__Passage shown__
• • •
DM Monitoring
BEIJING: With a strong rebound in the fourth quarter, China ended 2020 with a full-year expansion of 2.3 percent, becoming the only major economy to achieve positive growth in the pandemic-ravaged year.
While some sectors are still feeling the pinch of the COVID-19 outbreak, more have emerged from the negative impacts faster and stronger than expected.
Looking beneath the headline data, the following are some estimate-beating facts and figures on how the various economic segments interplayed to shape up growth for the year.
— INDUSTRIAL ENGINE
The coronavirus outbreak in Q1 2020 had brought China’s industrial activity to a halt. But as soon as the virus spread was largely contained, China gradually and cautiously reopened factories and resumed production, enabling the industrial sector to become the first to stage a rebound.
After returning to growth in April, China’s industrial engine continued to forge ahead, stabilizing and driving growth for the broader economy. The value-added industrial output surged 7.1 percent year on year in Q4, accelerating by 1.3 percentage points from Q3 last year.
For the whole year, the indicator went up 2.8 percent year on year.
— FOREIGN TRADE
China emerged from the global economic and trade challenges in 2020 as the world’s only major economy to have registered positive growth in the foreign trade of goods.
China’s total imports and exports of goods expanded 1.9 percent year on year to 32.16 trillion yuan (about 4.97 trillion U.S. dollars) in 2020, hitting a record high despite a slump in shipments globally.
Exports rose 4 percent, while imports went down 0.7 percent, according to the General Administration of Customs. In December alone, exports surged 10.9 percent year on year in yuan terms.
Trade growth in Chinese exports was initially driven by demand for pandemic-related products such as face masks and computing equipment for remote working, but the recovery has since broadened out, with other shipments now up year on year as well, according to Chris Leung, chief China economist of Singapore-based DBS Bank.
— DIGITAL ECONOMY
China’s booming digital economy played a vital role in stabilizing the overall economy.
Chinese internet and logistics companies have been leveraging their strong technological and supply chain management capabilities, as well as their large user bases, to help contain the virus and facilitate work resumption.
At the policy level, China is stepping up efforts to develop the digital economy and increase investments in “new infrastructure” such as 5G networks and data centers, which is expected to generate new driving forces for the economic recovery from the pandemic.
• • •
__Task requirements__
(A) According to the article on China's 2020 economy, how much did value-added industrial output grow year on year in the fourth quarter?
(B) Please take the article on China's 2020 economy further, starting right after its last sentence.
The items after this sentence come from a separate source.
• • •
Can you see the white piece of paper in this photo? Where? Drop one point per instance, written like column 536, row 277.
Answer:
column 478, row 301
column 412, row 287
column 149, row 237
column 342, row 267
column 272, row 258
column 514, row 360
• • •
__Answers in order__
(A) It grew 7.1 percent year on year.

(B)
China’s fixed-asset investment steadily recovered in 2020, with the investment in the high-tech industry and private sector rising rapidly, official data showed.
In breakdown, investment in high-tech manufacturing and services jumped 11.5 percent and 9.1 percent year on year, respectively.
— RECORD FDI INFLOW
In 2020, China’s foreign investment inflow reached a record high, posting a faster pace of growth and taking up a larger global share despite market projections of a pandemic-triggered contraction across the world.
Foreign direct investment into the Chinese mainland, in actual use, expanded 6.2 percent year on year to a record high of 999.98 billion yuan in 2020, the Ministry of Commerce (MOC) said.
A total of 38,570 new overseas-funded enterprises were established last year, meaning an average of more than 100 firms had been set up every day.
China has become a “stabilizer” and “safe haven” for cross-border investment, contributing to the global economic recovery, the MOC said.
— POLICY STABILITY
China’s fast recovery in 2020 is also attributable to the government’s right policy mix, including raising the deficit, tax relief, cuts in lending rates and banks’ reserve requirements.
A notable feature is that despite COVID-19 impacts, China has relied more on targeted counter-cyclical adjustments to stimulate the economy instead of resorting to a deluge of stimulus policies.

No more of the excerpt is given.